* REQUIRED WORK
Copy out exactly every line from the line containing "If you could tag each instance of the tall" until the records below end, inclusive of both boundary lines.

============

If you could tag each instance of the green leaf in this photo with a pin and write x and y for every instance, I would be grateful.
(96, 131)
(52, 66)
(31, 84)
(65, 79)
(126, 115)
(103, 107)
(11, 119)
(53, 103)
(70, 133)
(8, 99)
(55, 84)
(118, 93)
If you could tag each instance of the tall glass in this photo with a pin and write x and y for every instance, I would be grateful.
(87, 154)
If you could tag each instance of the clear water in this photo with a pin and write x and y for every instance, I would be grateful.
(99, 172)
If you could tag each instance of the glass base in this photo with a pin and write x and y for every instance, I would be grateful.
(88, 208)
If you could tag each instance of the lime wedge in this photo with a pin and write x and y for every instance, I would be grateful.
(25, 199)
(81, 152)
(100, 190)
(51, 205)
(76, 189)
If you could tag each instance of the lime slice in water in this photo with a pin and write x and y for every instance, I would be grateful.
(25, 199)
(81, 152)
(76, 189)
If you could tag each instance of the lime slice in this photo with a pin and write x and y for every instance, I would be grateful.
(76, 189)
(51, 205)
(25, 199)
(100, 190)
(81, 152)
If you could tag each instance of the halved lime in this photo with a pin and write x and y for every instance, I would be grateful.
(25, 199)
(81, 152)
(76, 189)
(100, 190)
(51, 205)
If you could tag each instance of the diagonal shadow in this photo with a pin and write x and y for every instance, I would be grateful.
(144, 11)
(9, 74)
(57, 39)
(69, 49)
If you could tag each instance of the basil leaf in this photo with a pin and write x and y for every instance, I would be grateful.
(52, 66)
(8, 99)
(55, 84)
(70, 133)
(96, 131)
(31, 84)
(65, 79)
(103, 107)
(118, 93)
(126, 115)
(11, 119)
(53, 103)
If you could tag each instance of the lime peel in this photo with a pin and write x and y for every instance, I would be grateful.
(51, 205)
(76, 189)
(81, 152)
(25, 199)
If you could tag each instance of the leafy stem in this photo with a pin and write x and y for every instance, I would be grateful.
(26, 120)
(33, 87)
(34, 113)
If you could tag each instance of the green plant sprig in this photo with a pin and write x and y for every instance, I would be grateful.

============

* PROBLEM SOLUTION
If you could tag each instance of the tall glass in this photo with a pin and write x and y for every instance, I would be grateful.
(87, 154)
If you could tag each instance of the clear water in this photo with a pin and write x and y for every instance, I would be grateful.
(99, 172)
If you could tag each instance of the glass base in this photo with a pin and write x and y for every instance, I would be grateful.
(88, 208)
If you could tag each instance of the lime wedge in this photo with a pin and write x and y for every instance, I would be grateful.
(25, 199)
(81, 152)
(100, 190)
(51, 205)
(76, 189)
If you could tag each instance of the lime slice in water in this photo with a pin and write x and y for every instance, I would be grateful.
(25, 199)
(81, 152)
(76, 189)
If you could tag each instance of the lime slice in this photo with a pin and write x and y for every instance, I would be grateful.
(76, 189)
(51, 205)
(25, 199)
(100, 190)
(81, 152)
If you could tag each instance of the halved lime in this photo with a pin and write x and y for every instance, I would be grateful.
(25, 199)
(81, 152)
(76, 189)
(100, 190)
(51, 205)
If you could tag each instance of the diagonal shadow in this photo with a pin and write x and y for every instance, I would be grateful.
(144, 11)
(9, 74)
(57, 39)
(69, 49)
If you could tag each instance of the basil leaf in this photo with a pin and write x and y for every instance, I would be grateful.
(52, 66)
(8, 99)
(55, 84)
(70, 133)
(96, 131)
(31, 84)
(65, 79)
(103, 107)
(118, 93)
(126, 115)
(11, 119)
(53, 103)
If you could tag each instance of the lime peel in this photo with a pin and write x and y for every instance, I would be grateful.
(51, 205)
(76, 189)
(81, 152)
(25, 199)
If you could tag each instance of the leafy stem in this photo with a pin and write x and y for every instance, I would be grateful.
(26, 120)
(33, 87)
(34, 113)
If you could tag each instance of the green plant sprig in this photo with a pin and write x and y for every instance, I would be grateful.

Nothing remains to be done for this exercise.